:: Travail à faire ::
Reprenez l'entretien sur la vente de Thomson et les exportations françaises à la suite de sa dernière phrase.

LE PRÉSIDENT - Cela, c'était la règle qui le voulait. Et moi, j'ai pensé que la première solution était bonne. Qu'est-ce que l'on veut essentiellement ? Un pôle électronique de défense qui soit de taille mondiale. On veut que la France soit dans ce domaine, comme dans beaucoup d'autres, dotée des instruments les plus modernes et les plus efficaces. Donc, il fallait pour cela faire un regroupement et vendre Thomson-CSF. Il y avait Thomson-multimédia qui est une très belle entreprise mais qui, c'est vrai, est percluse de dettes, et qui, à ce titre, doit être impérativement recapitalisée. La Commission de privatisation a considéré que la préférence formulée par le gouvernement n'était pas la bonne. Le gouvernement a considéré, justement dans un souci de transparence, qu'il y avait lieu d'entendre et de comprendre les arguments de la Commission de privatisation. Il vient de décider, par conséquent, de reprendre la procédure pour la vente de Thomson et de recapitaliser Multimédia de façon à redonner une chance à cette entreprise. Mais cela ce sont des problèmes techniques. En revanche...

E. CHAIN - ...qui marquent l'opinion quand même et à l'étranger. On a le sentiment finalement qu'on a voulu tout vendre d'un coup, alors que cela aurait été peut-être mieux de séparer les deux, de valoriser la partie...

LE PRÉSIDENT - Je n'en suis pas sûr du tout.

E. CHAIN - C'est ce que votre gouvernement fait maintenant.

LE PRÉSIDENT - Oui bien sûr, parce que le gouvernement a voulu être respectueux de la Commission de la privatisation. Je ne suis pas sûr qu'il n'ait pas eu raison au début. De toute façon, personne ne pourra le dire, puisque la procédure est reprise. Mais ce n'est pas cela le problème. Le problème est de savoir comment la France, qui est aujourd'hui, vous le disiez tout à l'heure, le quatrième exportateur mondial, le deuxième exportateur de services ou de produits agro-alimentaires, peut conserver ce dynamisme. C'est la quatrième puissance économique du monde. Comment peut-elle, alors qu'un quart de sa production est exportée, améliorer ses parts de marché ? Moi quand je vais voyager à l'étranger, j'entends aussi, ici et là, quelques critiques. On dit : "qu'est-ce qu'il va faire ?" Je ne vais pas me promener, je vais vendre la France. Je n'ai aucun complexe, pas plus que n'ont traditionnellement les Américains, les Anglais ou d'autres. En France, on n'avait pas l'habitude de cela. Moi je vais à l'étranger pour vendre, pour vendre des produits français, parce que je le répète nous n'avons pas suffisamment de croissance. Il faut aller la chercher là où elle est. Et où est-elle ? Elle est en Asie, elle est en Amérique du Sud, elle est en Europe de l'Est. C'est là où il nous faut vendre.

[Enregistrements du jeu de données]
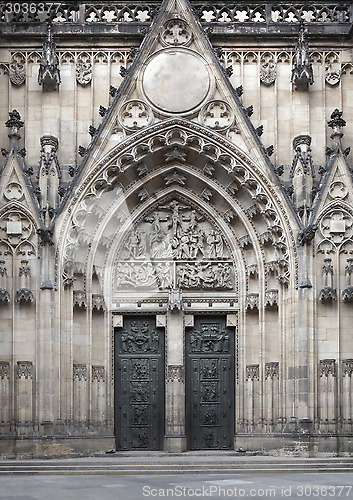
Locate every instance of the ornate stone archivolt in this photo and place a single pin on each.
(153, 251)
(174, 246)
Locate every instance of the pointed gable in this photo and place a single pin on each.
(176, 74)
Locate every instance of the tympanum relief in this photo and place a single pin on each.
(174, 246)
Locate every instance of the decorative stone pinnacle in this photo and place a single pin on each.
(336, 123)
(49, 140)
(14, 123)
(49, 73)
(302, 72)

--

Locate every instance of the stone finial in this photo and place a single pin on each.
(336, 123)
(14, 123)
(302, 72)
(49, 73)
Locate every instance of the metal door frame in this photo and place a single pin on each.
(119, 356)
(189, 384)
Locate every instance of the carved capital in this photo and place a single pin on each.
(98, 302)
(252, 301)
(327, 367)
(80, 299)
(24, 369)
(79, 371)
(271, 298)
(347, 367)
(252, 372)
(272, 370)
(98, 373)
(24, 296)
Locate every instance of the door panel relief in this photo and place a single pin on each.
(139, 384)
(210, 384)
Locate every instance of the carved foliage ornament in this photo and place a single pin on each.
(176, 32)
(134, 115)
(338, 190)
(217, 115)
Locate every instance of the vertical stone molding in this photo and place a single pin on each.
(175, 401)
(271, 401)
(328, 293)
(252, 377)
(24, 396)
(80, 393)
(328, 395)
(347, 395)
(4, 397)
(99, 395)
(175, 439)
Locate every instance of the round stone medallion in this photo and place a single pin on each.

:: Réponse au problème ::
G. DURAND - C'est vous qui vendez ?

LE PRÉSIDENT - Parfaitement, c'est aussi le rôle du politique.

E. CHAIN - Les Airbus, par exemple, c'est vous qui les vendez ? Comment cela se passe. Vous dites à M. Clinton d'agir sur une entreprise d'aviation américaine ?

LE PRÉSIDENT - Est-ce que vous croyez véritablement que lorsque la Chine prend une décision : premièrement d'acheter des Airbus, et deuxièmement de faire avec nous un avion de cent places qui a un marché considérable, alors que Boeing fait des propositions extrêmement intéressantes, croyez-vous qu'il n'y a pas un facteur politique qui joue, à condition qu'il y soit bien assumé ? Quand Eurocopter, pris à la gorge, manque d'hélicoptères et que tel pays arabe achète des hélicoptères de type français, ce qui n'avait jamais été fait, et ce qui permet de combler le plan de charge supplémentaire, croyez-vous que c'est l'effet du hasard ? Croyez-vous qu'il n'y a pas aussi une intervention politique ?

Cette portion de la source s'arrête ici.